_Instructions to follow_.
Return exactly the lines that run from the one containing "blazer sleeve, one" to the end of the entries, with both ends included.

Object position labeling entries

____________________

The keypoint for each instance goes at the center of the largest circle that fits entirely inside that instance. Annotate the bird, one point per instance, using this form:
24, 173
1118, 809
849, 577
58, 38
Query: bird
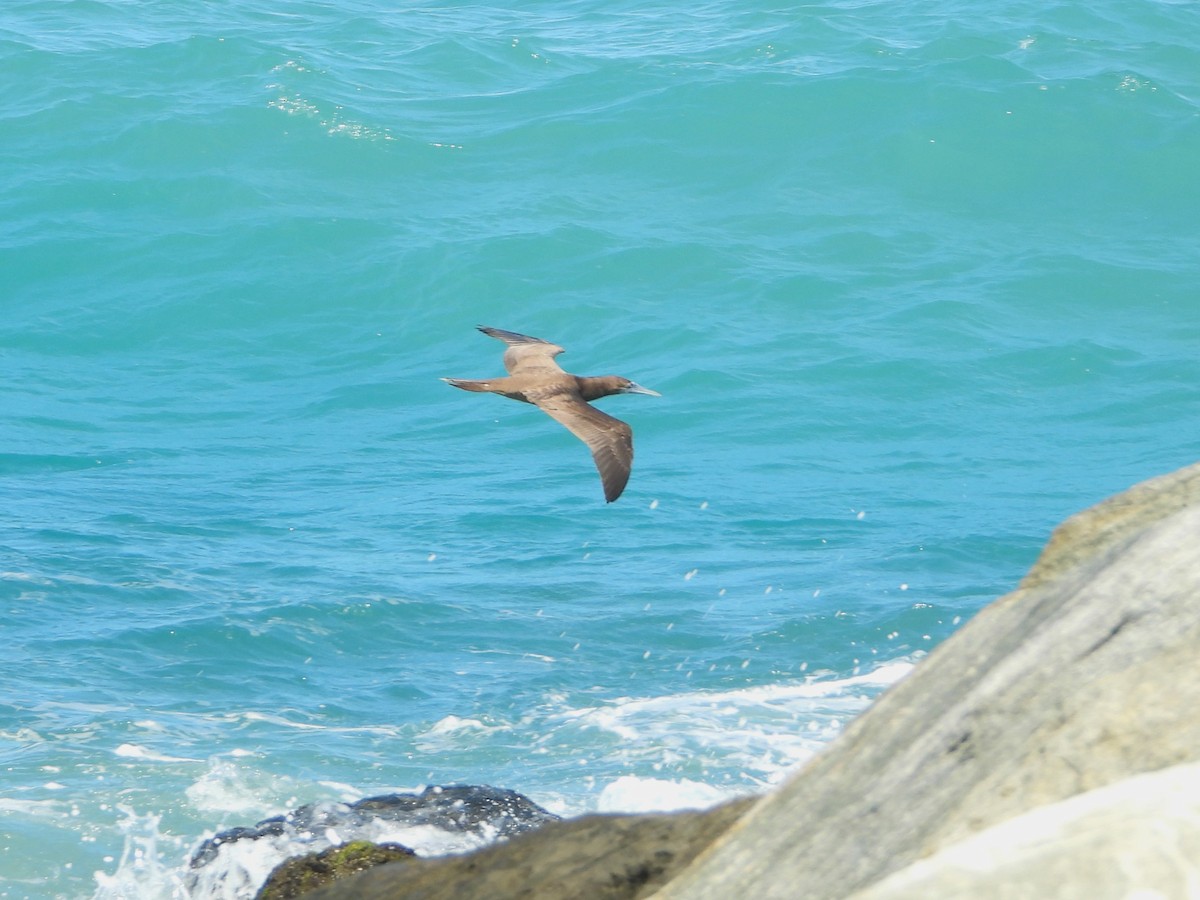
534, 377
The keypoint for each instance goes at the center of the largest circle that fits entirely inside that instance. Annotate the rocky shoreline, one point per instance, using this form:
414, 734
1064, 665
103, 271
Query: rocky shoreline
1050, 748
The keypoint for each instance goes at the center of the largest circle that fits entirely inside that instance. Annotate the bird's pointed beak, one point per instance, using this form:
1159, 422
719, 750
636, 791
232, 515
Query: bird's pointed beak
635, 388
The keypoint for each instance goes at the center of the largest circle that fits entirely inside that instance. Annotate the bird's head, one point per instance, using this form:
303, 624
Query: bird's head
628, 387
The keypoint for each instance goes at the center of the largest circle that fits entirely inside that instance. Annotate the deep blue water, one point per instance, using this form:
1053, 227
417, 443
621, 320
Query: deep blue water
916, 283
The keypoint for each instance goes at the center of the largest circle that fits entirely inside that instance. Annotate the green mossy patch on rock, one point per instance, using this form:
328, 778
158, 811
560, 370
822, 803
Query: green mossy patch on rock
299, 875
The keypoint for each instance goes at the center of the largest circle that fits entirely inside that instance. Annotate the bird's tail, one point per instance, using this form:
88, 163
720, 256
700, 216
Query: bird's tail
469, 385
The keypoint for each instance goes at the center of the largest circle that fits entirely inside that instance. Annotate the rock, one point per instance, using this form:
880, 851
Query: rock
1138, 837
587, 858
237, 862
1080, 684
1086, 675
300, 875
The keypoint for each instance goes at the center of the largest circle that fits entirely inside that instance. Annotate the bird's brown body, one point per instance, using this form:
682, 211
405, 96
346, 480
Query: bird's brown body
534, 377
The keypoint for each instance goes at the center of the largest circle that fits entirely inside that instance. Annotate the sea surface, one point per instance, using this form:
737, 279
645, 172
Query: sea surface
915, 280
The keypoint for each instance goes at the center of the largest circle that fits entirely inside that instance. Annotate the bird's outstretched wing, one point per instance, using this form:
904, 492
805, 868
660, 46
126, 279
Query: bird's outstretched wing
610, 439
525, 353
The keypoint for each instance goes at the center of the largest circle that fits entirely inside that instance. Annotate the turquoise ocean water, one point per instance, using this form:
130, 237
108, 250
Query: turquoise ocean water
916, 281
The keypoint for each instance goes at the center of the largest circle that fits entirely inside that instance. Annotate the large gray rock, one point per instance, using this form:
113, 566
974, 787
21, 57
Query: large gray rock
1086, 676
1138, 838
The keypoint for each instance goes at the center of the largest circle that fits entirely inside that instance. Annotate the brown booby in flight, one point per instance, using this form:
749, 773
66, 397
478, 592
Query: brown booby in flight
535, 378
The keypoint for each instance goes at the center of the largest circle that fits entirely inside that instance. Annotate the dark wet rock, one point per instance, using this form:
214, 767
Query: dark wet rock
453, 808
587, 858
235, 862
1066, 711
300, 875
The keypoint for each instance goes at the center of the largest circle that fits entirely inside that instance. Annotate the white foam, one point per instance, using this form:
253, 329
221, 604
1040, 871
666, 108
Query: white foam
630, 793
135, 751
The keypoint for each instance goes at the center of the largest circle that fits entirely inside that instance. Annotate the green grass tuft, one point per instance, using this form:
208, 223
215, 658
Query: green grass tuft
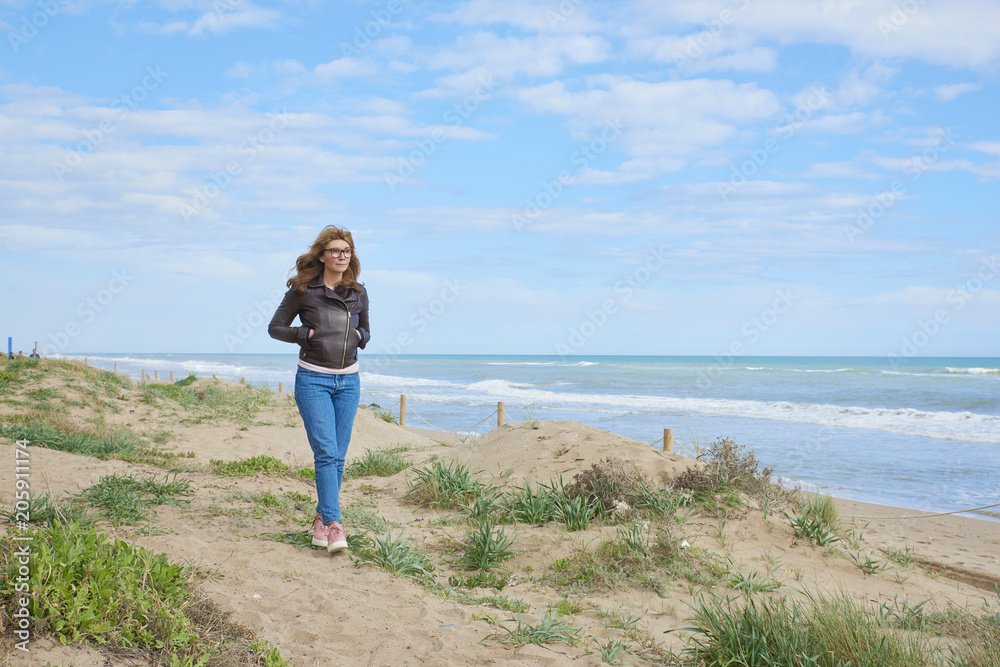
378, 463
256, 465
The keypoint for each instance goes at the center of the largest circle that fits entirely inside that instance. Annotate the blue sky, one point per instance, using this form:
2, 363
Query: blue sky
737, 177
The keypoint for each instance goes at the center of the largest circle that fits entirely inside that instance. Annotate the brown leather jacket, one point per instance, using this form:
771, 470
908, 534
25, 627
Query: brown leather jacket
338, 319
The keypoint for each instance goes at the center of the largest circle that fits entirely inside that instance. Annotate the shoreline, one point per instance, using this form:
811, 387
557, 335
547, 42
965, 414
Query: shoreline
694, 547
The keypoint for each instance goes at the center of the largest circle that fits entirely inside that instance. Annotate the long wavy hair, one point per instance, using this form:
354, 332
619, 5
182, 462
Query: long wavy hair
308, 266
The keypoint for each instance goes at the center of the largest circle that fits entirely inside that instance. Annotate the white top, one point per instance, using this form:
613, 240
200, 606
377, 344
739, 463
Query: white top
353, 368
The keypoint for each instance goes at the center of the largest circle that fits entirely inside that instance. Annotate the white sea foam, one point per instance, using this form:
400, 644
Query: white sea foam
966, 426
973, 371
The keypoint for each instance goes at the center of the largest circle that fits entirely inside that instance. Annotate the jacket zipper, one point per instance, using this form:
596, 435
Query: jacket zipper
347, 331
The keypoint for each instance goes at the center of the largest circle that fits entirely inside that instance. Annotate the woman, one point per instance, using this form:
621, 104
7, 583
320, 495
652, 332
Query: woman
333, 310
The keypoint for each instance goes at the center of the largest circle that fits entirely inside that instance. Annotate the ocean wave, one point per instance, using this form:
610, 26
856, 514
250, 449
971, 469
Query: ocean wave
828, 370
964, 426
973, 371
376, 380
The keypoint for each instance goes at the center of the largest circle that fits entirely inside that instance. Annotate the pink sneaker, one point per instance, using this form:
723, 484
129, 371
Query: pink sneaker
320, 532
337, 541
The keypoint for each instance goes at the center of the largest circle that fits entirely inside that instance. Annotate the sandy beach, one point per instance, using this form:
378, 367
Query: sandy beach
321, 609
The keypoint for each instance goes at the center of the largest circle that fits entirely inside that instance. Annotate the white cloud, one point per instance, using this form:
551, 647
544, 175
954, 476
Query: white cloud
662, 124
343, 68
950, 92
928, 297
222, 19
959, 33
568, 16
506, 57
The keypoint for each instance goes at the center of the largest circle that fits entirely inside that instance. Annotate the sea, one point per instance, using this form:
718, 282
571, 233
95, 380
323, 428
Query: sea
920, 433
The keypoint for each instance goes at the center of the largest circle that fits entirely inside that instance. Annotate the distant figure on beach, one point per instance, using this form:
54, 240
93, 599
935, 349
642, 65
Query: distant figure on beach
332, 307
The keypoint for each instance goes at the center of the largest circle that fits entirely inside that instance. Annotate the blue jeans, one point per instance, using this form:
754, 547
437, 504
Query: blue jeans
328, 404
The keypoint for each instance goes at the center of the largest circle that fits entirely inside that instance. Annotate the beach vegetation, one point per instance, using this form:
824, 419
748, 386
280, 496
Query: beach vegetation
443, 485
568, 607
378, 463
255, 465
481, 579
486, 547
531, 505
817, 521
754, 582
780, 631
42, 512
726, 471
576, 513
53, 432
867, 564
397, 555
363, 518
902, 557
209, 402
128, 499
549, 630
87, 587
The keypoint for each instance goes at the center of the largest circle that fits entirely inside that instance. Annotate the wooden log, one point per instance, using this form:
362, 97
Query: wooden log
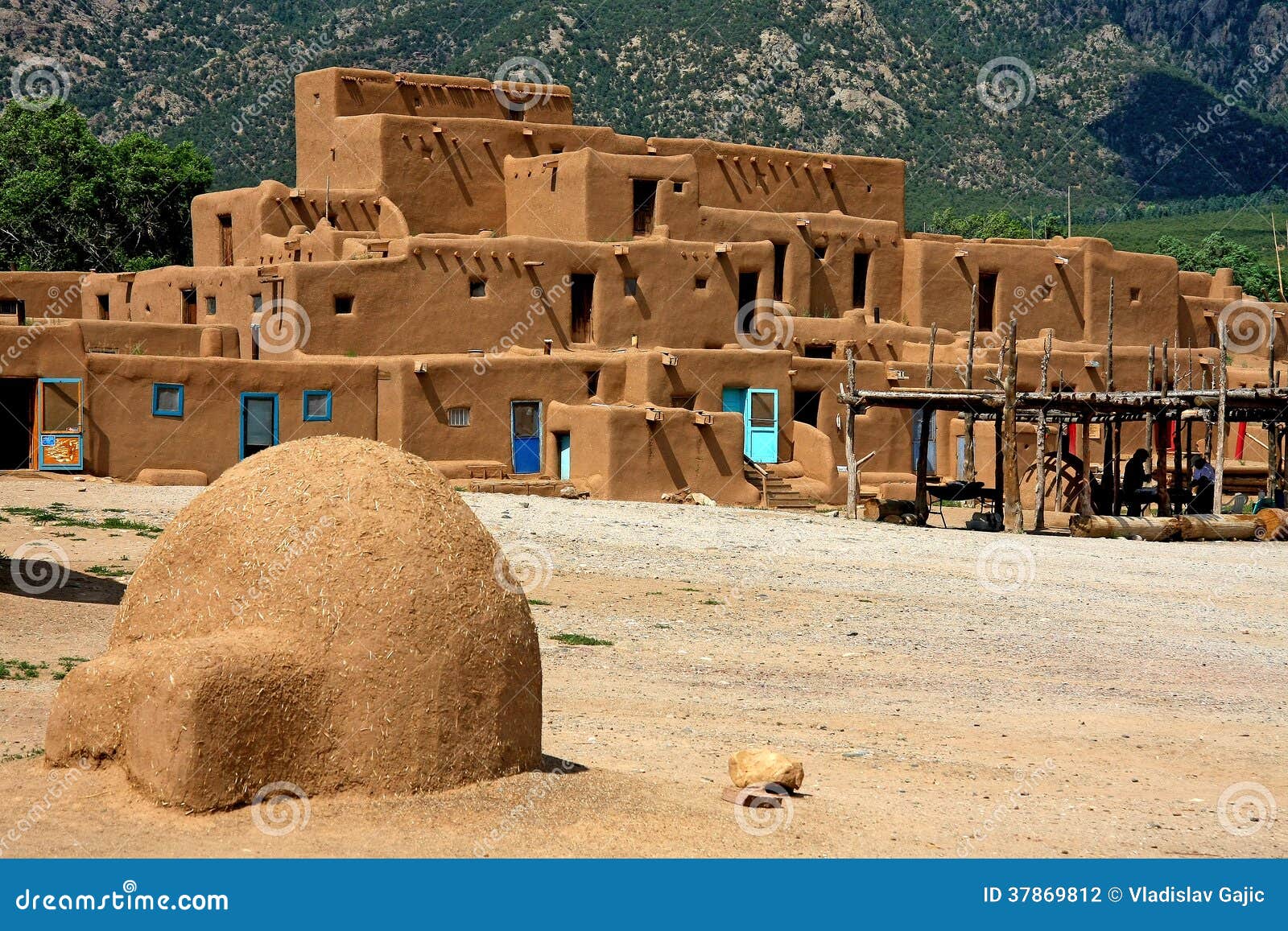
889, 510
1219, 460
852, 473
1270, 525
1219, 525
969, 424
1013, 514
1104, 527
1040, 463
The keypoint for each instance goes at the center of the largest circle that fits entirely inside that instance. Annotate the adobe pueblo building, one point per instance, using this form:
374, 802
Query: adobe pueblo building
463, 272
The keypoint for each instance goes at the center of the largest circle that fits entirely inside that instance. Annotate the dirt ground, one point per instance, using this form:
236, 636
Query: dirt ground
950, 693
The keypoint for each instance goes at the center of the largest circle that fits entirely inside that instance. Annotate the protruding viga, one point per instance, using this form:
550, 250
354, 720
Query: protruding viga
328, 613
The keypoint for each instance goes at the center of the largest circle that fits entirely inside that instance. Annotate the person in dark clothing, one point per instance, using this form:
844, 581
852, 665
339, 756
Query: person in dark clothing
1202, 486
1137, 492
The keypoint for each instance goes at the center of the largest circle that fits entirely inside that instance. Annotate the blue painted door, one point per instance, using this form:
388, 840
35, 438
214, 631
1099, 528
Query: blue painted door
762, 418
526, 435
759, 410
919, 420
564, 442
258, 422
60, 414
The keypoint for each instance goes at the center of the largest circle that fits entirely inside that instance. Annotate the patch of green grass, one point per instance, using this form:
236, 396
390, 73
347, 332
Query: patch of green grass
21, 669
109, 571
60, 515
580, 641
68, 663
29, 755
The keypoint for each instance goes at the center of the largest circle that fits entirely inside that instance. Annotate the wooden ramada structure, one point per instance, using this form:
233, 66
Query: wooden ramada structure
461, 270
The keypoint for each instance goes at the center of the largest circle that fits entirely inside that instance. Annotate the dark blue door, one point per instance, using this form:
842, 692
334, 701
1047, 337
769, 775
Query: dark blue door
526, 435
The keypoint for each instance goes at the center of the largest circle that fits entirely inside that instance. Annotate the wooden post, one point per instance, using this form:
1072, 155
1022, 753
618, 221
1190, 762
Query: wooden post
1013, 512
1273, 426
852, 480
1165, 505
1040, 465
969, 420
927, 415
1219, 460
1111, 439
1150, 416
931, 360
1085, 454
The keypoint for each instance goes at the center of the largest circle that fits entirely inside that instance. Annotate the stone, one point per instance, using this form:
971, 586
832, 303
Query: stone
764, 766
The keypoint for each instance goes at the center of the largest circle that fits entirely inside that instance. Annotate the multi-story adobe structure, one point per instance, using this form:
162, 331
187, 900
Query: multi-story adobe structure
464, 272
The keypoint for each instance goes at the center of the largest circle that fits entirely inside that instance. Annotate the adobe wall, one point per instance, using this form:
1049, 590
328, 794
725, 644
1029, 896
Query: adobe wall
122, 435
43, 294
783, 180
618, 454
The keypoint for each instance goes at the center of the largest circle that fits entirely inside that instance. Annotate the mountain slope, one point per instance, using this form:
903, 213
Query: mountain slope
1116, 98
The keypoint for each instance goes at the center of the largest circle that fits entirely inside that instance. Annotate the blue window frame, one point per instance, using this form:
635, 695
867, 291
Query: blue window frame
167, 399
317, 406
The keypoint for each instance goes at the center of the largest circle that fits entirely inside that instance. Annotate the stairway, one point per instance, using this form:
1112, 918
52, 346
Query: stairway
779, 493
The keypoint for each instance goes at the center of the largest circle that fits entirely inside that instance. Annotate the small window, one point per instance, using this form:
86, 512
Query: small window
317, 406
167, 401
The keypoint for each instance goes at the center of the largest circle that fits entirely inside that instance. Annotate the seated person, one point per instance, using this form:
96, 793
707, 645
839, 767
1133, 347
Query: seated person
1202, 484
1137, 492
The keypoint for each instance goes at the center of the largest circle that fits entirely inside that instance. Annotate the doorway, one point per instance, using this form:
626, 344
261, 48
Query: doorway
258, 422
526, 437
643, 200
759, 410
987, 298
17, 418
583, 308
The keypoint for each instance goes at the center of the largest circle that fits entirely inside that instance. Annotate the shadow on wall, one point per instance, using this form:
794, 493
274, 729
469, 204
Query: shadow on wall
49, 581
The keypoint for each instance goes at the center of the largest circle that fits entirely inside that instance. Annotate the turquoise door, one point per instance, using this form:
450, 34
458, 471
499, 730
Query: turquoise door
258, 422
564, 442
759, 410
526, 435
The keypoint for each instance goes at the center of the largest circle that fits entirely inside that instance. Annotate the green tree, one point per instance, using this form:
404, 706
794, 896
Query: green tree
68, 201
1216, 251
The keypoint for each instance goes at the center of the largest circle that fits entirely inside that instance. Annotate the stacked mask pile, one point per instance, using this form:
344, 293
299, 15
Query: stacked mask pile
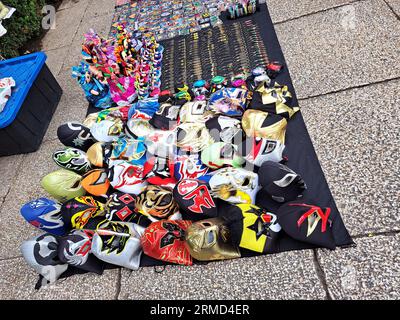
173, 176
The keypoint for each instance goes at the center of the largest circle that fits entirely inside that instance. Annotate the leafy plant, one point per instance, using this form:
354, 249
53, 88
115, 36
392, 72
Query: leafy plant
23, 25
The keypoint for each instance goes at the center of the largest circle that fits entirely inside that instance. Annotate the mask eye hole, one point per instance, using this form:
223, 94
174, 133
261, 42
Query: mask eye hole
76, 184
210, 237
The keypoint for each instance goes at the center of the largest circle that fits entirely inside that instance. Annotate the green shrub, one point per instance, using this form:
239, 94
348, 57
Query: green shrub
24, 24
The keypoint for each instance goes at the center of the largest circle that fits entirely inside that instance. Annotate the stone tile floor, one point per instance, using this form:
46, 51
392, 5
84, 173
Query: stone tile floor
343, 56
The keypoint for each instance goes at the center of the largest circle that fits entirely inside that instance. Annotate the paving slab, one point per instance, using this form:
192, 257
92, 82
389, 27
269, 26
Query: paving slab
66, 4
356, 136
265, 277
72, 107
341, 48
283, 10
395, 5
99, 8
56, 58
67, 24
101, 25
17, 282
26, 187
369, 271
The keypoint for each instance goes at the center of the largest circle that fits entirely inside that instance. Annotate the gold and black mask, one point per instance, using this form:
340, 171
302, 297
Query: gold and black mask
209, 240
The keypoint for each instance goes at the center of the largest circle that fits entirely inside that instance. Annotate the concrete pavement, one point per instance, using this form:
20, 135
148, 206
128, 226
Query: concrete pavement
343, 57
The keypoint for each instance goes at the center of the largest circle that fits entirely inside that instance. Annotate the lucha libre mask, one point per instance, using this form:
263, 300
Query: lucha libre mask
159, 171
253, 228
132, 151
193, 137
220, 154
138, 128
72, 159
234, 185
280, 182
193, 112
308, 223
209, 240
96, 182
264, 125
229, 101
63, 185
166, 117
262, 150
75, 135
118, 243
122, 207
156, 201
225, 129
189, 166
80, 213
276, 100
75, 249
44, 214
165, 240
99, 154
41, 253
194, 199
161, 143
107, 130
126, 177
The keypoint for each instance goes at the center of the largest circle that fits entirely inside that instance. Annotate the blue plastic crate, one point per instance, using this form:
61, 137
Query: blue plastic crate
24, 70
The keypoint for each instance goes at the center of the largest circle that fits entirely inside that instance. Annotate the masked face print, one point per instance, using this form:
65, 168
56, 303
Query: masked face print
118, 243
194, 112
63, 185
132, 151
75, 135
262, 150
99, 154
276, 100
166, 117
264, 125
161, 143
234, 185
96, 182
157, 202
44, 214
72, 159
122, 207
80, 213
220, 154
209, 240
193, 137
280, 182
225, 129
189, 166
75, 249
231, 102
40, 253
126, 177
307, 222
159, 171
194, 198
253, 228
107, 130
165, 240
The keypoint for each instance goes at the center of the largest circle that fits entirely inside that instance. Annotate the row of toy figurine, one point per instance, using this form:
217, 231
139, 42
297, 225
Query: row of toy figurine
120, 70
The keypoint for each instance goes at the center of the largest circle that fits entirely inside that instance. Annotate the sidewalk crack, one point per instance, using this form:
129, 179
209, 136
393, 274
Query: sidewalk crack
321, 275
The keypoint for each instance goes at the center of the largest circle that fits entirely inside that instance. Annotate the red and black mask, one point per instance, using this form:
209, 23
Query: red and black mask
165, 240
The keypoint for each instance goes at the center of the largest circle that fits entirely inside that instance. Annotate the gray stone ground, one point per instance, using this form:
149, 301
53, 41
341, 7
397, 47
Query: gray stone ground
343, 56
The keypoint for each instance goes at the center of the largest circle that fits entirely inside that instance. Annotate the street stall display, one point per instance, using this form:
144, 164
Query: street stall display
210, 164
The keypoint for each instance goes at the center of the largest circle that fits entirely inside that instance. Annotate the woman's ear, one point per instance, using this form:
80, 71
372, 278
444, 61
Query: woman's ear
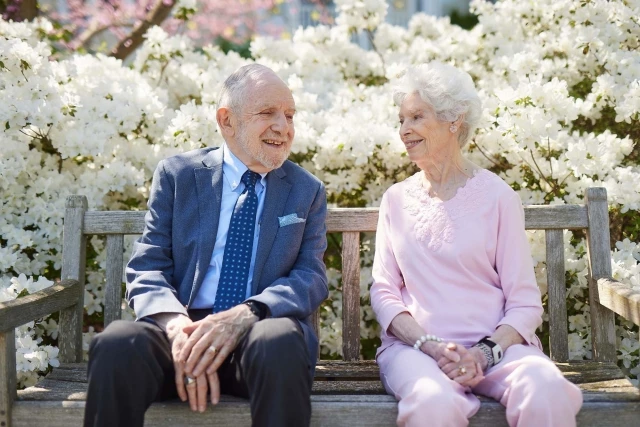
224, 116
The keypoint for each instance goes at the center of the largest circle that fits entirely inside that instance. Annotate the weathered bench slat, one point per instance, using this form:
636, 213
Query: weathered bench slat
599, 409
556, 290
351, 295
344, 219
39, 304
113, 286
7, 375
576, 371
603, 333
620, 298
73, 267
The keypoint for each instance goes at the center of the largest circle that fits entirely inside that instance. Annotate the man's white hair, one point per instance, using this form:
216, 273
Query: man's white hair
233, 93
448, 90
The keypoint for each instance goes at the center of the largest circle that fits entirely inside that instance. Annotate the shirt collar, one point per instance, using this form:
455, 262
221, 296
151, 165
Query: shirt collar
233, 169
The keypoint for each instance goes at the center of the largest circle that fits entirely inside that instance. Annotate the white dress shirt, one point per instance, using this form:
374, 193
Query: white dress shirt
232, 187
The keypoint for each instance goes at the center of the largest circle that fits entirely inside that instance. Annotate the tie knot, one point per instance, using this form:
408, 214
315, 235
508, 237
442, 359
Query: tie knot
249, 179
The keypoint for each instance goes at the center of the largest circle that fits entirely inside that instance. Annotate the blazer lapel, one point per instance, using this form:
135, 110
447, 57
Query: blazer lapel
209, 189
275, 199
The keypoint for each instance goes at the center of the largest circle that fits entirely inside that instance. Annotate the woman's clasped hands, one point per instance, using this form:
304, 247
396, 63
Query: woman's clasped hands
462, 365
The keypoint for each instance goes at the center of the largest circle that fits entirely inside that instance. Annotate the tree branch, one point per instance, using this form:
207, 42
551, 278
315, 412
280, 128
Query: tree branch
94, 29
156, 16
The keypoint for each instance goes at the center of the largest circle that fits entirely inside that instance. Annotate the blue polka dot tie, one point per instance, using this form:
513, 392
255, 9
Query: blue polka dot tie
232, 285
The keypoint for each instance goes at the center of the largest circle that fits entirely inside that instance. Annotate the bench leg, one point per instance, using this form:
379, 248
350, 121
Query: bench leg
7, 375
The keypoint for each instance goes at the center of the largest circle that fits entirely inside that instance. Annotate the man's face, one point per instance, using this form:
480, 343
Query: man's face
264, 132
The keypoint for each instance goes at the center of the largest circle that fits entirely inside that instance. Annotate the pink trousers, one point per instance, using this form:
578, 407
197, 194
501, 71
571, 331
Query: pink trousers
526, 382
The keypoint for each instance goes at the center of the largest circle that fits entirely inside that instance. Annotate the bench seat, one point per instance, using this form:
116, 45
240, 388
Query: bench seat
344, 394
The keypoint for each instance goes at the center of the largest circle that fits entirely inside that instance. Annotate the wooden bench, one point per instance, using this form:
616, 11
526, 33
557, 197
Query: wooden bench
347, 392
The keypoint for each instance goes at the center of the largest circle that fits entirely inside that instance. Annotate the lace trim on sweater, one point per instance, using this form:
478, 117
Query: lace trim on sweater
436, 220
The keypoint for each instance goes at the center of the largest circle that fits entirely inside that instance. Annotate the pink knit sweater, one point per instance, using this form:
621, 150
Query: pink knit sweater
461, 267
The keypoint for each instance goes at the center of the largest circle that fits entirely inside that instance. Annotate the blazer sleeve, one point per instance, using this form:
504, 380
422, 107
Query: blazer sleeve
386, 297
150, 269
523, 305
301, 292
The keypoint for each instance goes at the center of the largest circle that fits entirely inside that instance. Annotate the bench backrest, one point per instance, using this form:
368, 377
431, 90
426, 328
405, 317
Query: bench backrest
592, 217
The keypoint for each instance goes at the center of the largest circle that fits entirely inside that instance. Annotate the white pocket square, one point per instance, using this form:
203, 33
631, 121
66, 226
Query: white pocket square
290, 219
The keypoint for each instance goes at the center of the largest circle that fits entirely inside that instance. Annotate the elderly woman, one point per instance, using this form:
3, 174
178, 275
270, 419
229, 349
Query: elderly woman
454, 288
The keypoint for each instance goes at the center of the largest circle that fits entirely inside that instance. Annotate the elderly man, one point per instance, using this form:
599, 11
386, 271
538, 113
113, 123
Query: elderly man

____________________

_The completed task_.
The keypoint for each instance goes at the center of the largest circle that fits entirely inside that instance. Annotate the blazer sleeve, one point per instance, using this form:
504, 380
422, 107
Query: blazer sleeve
386, 297
150, 269
523, 305
301, 292
The keypoint for each instance goes at the center of the largest circle that fits entirely inside that instance. Annotate the bench backrest, one point per instance, using this form:
368, 377
431, 90
426, 328
405, 317
Query: bench backrest
592, 217
The keypoint for each instance goes at the center of the largest circle that fits entirely inside that instance. Annotate the white pocket square, one point per instance, using this form:
203, 33
631, 121
66, 226
Query: white pocket square
290, 219
The keypoint for each instance goes at the center of the largest circle that fits entirely inside that instance. Annotate the elderly woman, one point per instance, using this form:
3, 174
178, 275
270, 419
229, 349
Query: elderly woman
454, 288
The keypoint for each instance goes at the center of the largest circle that fits entirely inside that instance. Annotate the elderly man, one point per instance, using this form:
599, 11
386, 271
538, 113
113, 123
Query: elderly man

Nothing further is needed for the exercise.